L'homme que l'on voit, tout petit, perché en haut d'un moabi, est un homme heureux.  "Extrêmement heureux" de voir sortir sur grand écran le film dont il rêvait depuis longtemps. Diffusées en ouverture de la soirée de palmarès au dernier Festival de Ménigoute, les premières images du nouveau film de Luc Jacquet ont plongé les spectateurs dans un océan de vert. Et le petit homme en bleu posé sur la canopée n'est autre que Francis Hallé, botaniste émérite à l'origine d'un long métrage ambitieux dont il est aussi le narrateur et l'illustrateur (voir sujet ci-dessous : Francis Hallé, l'écorce d'un héros).
Pour matérialiser la croissance d'une forêt primaire sur 700 ans, il a en effet fallu user de subterfuges et d'effets spéciaux…
" Il faut voir ce film sur grand écran, sous peine de manquer sa véritable dimension !, estime le journaliste naturaliste Marc Giraud, qui a eu la chance d'assister à l'avant-première. La première et la dernière scène, filmées par un drone, sont à couper le souffle, et méritent à elles seules le déplacement."

----

[CE QUI EST ATTENDU]:
Recopiez fidèlement le passage de l'article sur le film de Luc Jacquet qui s'ouvre sur les mots « L'homme que l'on » et se clôt sur « l'écorce d'un héros). ». Appuyez-vous uniquement sur l'article sur le film de Luc Jacquet.

----

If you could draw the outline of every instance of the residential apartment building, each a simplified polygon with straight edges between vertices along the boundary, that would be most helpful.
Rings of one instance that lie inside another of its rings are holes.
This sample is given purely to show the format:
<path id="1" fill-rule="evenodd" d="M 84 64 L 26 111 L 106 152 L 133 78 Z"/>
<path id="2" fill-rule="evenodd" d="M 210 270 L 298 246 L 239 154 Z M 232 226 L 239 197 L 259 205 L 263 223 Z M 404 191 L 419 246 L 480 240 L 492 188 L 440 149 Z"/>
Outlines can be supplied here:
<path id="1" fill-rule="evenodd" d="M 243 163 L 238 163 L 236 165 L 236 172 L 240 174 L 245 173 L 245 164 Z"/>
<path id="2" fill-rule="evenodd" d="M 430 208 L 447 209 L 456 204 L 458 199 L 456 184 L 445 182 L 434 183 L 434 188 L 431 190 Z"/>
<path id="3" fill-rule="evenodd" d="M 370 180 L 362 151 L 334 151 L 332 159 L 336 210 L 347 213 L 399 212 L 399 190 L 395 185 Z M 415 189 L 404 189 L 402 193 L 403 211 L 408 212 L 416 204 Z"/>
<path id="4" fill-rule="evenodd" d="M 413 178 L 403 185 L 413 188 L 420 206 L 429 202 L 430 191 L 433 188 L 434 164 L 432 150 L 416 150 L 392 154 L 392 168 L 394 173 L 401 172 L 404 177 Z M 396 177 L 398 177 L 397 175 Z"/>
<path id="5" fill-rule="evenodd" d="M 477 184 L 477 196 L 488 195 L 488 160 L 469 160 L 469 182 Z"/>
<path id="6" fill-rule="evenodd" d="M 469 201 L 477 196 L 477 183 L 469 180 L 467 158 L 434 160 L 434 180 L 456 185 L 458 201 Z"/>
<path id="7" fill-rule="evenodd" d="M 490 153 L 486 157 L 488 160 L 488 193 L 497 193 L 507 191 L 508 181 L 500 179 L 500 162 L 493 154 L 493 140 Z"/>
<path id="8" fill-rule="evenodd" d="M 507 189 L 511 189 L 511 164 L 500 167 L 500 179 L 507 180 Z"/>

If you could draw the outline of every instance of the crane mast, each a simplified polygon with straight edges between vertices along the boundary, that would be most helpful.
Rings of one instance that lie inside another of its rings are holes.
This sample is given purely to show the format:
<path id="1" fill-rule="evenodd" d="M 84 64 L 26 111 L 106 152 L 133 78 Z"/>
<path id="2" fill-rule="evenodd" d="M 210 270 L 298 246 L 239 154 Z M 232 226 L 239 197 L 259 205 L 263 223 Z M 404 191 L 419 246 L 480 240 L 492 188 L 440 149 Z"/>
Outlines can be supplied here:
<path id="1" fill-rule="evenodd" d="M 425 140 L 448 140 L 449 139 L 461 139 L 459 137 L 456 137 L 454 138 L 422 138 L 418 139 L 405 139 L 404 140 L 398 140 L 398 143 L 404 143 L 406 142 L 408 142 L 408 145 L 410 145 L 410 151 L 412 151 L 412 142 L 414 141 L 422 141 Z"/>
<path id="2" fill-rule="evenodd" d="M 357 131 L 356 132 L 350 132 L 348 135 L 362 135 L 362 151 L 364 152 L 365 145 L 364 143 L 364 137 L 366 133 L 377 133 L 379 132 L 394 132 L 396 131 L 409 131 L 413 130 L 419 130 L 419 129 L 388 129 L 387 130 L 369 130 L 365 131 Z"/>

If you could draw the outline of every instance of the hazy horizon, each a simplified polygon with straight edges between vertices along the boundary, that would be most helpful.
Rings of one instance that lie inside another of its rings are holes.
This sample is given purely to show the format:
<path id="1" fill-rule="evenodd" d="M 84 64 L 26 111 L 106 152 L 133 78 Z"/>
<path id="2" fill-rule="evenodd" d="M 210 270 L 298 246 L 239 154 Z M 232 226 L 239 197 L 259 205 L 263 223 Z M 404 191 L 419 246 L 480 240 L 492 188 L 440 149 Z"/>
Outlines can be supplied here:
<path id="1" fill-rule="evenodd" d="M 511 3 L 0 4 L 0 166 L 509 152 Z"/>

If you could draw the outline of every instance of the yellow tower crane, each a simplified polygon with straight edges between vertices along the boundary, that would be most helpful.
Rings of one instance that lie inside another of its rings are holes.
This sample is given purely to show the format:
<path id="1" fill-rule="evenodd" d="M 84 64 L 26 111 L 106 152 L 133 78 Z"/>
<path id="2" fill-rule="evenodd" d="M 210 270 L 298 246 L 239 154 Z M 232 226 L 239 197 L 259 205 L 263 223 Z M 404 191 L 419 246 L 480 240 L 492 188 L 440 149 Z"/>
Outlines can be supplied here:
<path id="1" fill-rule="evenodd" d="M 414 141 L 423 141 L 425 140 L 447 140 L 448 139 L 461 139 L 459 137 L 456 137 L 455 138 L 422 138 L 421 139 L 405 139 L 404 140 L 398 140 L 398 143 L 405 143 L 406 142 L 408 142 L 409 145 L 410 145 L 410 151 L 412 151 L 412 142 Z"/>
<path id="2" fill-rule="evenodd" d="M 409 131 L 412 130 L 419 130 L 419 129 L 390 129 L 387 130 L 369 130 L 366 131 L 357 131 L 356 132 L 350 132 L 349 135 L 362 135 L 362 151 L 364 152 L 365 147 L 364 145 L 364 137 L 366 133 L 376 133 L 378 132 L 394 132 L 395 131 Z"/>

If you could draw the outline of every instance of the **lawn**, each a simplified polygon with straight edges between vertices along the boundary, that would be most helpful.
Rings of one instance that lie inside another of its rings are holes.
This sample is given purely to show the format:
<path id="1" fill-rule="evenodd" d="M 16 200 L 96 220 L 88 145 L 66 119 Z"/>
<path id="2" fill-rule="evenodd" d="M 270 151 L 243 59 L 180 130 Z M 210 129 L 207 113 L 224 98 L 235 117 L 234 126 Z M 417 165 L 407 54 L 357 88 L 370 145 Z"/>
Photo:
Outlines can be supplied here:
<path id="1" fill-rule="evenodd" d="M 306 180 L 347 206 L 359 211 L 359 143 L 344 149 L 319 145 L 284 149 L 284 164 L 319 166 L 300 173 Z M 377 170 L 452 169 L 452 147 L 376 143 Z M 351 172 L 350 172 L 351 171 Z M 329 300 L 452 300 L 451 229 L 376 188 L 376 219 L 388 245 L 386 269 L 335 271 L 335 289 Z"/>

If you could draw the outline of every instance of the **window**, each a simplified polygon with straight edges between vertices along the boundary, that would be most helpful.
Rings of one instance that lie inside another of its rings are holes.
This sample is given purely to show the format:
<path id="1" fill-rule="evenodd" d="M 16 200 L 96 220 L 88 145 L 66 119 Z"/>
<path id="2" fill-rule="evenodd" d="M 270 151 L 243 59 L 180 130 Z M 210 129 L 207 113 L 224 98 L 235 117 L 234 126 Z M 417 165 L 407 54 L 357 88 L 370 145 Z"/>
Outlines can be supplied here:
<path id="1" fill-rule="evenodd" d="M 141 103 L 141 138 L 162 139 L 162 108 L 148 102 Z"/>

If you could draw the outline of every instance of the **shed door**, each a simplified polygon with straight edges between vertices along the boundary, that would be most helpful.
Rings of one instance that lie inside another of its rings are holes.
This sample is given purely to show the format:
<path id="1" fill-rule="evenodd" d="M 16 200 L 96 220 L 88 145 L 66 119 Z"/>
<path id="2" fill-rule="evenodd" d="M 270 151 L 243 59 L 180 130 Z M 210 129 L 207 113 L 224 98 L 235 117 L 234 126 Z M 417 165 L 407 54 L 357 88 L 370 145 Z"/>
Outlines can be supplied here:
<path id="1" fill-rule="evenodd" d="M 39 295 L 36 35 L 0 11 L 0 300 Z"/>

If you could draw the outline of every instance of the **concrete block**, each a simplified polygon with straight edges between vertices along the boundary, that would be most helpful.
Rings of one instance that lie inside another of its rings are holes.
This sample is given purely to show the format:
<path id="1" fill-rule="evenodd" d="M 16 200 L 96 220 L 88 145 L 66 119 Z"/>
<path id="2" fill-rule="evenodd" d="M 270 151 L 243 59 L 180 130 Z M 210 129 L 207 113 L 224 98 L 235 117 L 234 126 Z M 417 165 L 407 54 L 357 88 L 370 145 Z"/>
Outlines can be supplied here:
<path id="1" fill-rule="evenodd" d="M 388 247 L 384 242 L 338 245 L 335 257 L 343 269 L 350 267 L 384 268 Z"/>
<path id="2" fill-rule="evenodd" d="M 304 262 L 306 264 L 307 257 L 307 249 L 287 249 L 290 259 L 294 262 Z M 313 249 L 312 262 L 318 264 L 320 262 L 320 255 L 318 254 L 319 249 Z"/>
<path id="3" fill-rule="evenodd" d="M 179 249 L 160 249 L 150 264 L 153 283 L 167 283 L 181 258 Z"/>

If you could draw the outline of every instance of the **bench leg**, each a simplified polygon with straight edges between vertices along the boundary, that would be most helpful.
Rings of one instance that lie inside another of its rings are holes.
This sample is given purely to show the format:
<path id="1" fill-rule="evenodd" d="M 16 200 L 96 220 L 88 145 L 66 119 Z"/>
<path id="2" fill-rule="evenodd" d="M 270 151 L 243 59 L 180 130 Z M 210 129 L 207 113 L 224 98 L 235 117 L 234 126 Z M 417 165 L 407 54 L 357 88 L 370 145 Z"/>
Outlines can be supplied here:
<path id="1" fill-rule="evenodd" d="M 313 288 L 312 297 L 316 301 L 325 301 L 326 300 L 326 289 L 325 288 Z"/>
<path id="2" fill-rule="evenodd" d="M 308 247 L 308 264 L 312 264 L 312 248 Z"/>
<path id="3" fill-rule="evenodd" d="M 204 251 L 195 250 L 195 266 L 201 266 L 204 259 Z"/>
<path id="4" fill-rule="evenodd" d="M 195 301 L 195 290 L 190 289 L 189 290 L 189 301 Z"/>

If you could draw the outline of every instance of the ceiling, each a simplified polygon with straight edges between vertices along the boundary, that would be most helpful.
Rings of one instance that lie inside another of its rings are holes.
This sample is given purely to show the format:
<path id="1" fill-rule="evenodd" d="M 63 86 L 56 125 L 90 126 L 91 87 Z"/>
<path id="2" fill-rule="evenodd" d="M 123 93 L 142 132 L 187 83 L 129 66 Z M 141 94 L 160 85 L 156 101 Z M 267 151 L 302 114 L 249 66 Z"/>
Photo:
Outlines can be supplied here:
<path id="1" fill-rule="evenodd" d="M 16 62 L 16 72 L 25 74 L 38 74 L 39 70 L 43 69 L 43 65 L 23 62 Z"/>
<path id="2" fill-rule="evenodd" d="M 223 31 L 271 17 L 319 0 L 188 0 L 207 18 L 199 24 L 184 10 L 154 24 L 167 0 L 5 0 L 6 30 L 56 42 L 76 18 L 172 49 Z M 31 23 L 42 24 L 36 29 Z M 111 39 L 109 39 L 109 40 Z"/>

----

[RÉSULTAT OBTENU]:
L'homme que l'on voit, tout petit, perché en haut d'un moabi, est un homme heureux.  "Extrêmement heureux" de voir sortir sur grand écran le film dont il rêvait depuis longtemps. Diffusées en ouverture de la soirée de palmarès au dernier Festival de Ménigoute, les premières images du nouveau film de Luc Jacquet ont plongé les spectateurs dans un océan de vert. Et le petit homme en bleu posé sur la canopée n'est autre que Francis Hallé, botaniste émérite à l'origine d'un long métrage ambitieux dont il est aussi le narrateur et l'illustrateur (voir sujet ci-dessous : Francis Hallé, l'écorce d'un héros).